• [TRY IT]:
From the data that follows, copy every line holding the string "path".

<<<<

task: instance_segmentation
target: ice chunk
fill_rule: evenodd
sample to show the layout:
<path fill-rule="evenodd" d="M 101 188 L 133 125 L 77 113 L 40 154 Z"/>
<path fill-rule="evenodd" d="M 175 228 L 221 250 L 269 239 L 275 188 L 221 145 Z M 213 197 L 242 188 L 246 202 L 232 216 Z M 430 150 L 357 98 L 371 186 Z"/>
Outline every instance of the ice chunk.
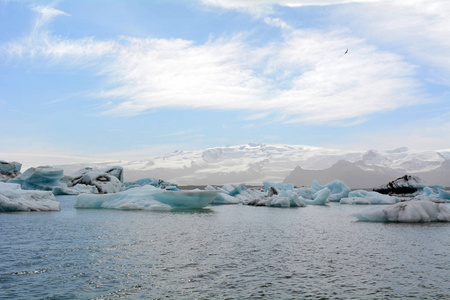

>>>>

• [WRITTEN SOLUTION]:
<path fill-rule="evenodd" d="M 101 188 L 133 125 L 77 113 L 40 154 Z"/>
<path fill-rule="evenodd" d="M 175 228 L 221 250 L 269 239 L 275 188 L 221 145 Z M 213 197 L 242 188 L 246 202 L 232 216 Z M 430 150 L 357 98 L 371 186 Z"/>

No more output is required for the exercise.